__Task prompt__: Please output the line that contains "Target: reflection of orange foliage" and all later lines of the material, exactly, through the end.
━━━━━━━━━━━━━━━━━━━━━━━━━━━━━━
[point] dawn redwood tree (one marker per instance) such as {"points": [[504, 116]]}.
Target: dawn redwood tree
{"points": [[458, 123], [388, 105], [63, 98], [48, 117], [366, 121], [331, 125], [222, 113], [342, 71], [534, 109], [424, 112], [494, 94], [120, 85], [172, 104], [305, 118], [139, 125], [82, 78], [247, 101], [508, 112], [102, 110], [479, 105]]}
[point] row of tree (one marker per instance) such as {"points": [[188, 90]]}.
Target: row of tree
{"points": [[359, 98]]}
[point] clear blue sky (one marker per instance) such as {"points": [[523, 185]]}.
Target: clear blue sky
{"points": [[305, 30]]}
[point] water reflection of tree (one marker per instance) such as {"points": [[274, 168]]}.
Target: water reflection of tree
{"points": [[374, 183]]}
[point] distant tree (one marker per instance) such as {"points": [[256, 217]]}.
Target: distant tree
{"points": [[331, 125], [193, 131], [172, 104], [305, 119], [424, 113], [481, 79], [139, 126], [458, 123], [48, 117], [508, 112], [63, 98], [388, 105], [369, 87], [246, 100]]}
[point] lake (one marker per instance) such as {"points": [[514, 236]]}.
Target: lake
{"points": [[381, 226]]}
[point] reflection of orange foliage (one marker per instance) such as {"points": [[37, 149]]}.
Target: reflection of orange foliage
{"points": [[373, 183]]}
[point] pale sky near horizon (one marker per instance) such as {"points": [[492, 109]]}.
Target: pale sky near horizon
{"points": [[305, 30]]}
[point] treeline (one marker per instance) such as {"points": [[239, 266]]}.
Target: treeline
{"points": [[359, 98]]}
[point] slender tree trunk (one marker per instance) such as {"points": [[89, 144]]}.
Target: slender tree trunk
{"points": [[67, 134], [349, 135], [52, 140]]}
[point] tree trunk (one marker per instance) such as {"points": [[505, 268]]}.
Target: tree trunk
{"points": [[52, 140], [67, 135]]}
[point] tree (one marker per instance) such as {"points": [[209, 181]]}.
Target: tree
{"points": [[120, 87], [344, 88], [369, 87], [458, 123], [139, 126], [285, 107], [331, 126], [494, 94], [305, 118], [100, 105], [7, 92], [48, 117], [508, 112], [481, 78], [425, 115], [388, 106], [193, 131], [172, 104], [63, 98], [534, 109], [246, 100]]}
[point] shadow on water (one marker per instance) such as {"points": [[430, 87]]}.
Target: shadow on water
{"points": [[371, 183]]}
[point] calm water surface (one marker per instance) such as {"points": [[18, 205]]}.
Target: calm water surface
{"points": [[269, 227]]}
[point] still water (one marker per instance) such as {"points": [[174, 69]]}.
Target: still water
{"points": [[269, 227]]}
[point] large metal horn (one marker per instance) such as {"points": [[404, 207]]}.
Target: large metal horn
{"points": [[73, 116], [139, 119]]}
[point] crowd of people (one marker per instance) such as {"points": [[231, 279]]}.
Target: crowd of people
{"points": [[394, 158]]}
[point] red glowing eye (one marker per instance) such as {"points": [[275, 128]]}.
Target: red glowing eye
━━━━━━━━━━━━━━━━━━━━━━━━━━━━━━
__Your response__:
Target: reflection of orange foliage
{"points": [[373, 183]]}
[point] pale sky near horizon (one marker per instance) such as {"points": [[492, 109]]}.
Target: pale sky near horizon
{"points": [[305, 30]]}
[point] treeline (one marker per instance) such as {"points": [[239, 266]]}.
Target: treeline
{"points": [[359, 98]]}
[point] slender tree trunk (one marker per instance) such as {"points": [[89, 144]]}.
Target: slender tree trunk
{"points": [[67, 134], [349, 135], [52, 140]]}
[point] tree trunk (one marker per instance) such as {"points": [[505, 268]]}.
Target: tree trunk
{"points": [[52, 140], [67, 135]]}
[point] tree (one marker per instance) such as {"points": [[209, 181]]}.
Target: tree
{"points": [[120, 87], [344, 88], [369, 87], [458, 123], [139, 126], [285, 107], [331, 126], [494, 94], [305, 118], [100, 105], [7, 92], [48, 117], [508, 112], [481, 78], [425, 115], [388, 106], [193, 131], [172, 104], [63, 98], [534, 109], [246, 100]]}
[point] shadow on water (one marker per instance) such as {"points": [[430, 87]]}.
Target: shadow on water
{"points": [[371, 183]]}
[point] calm water surface (one marker per instance) such as {"points": [[18, 205]]}.
Target: calm water surface
{"points": [[269, 227]]}
[point] still water (one marker per instance) such as {"points": [[174, 69]]}.
Target: still water
{"points": [[269, 227]]}
[point] large metal horn (one marker per instance) such as {"points": [[404, 207]]}.
Target: large metal horn
{"points": [[73, 116], [139, 119]]}
[point] crowd of people (one marker per instance) such as {"points": [[231, 279]]}.
Target: crowd of people
{"points": [[394, 158]]}
[point] red glowing eye (one marker per instance) such as {"points": [[275, 128]]}.
Target: red glowing eye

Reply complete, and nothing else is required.